--- Document excerpt ---

Decision under partner route
The requirements of Appendix FM R-LTRP 1.1(c) & (d) are that;
c) (i) the applicant must not fall for refusal under section S-LTR: Suitability eave to remain; and
(ii) the applicant meets all of the requirements of Section E-LTRP:
Eligibility for leave to remain as a partner; or
d) (i) the applicant must not fall for refusal under Section S-LTR: Suitability leave to remain; and
(ii) the applicant meets the requirements of paragraphs E- LTRP.1.2-1.12. and E-LTRP.2.1.;and
(iii) paragraph EX.1 applies
You meet the suitability requirement but you do not fulfil all the eligibility requirement.
The requirement to qualify for limited leave to remain as a partner under paragraph E-LTRP.4.1.
If the applicant has not met the requirement in a previous application for leave as a partner, the applicant must provide specified evidence that they-
a)	are a national of a majority English speaking country listed in paragraph GEN.1.6.;
b)	have passed an English language test in speaking and listening at a minimum of Level A1 of the Common European Framework of Reference for Languages with a provider approved by the Secretary of State;
c)	have an academic qualification recognized by UK NARIC to be equivalent to the standard of a Bachelor’s or Master’s Degree or PhD in the UK, which was taught in English; or
d)	are exempt from the English language requirement under paragraph ELTRP.4.2; unless paragraph EX.1. applies.
You have provided a ESOL Entry Level Certificate from The University Of Cambridge, however as we are unable to verify your score on the Cambridge online system, the Secretary of State is not satisfied that you meet the requirements of this rule.

--- Information supplied ---

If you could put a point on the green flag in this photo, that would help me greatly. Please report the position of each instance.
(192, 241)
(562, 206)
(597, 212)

---

In the partner-route decision, list every option the applicant can show with specified evidence under paragraph E-LTRP.4.1.

Complete response>
- Being a national of a majority English speaking country listed in paragraph GEN.1.6.
- Having passed an English language test in speaking and listening at a minimum of Level A1 of the Common European Framework of Reference for Languages, with a provider approved by the Secretary of State.
- Having an academic qualification recognized by UK NARIC as equivalent to a UK Bachelor's or Master's Degree or PhD, taught in English.
- Being exempt from the English language requirement.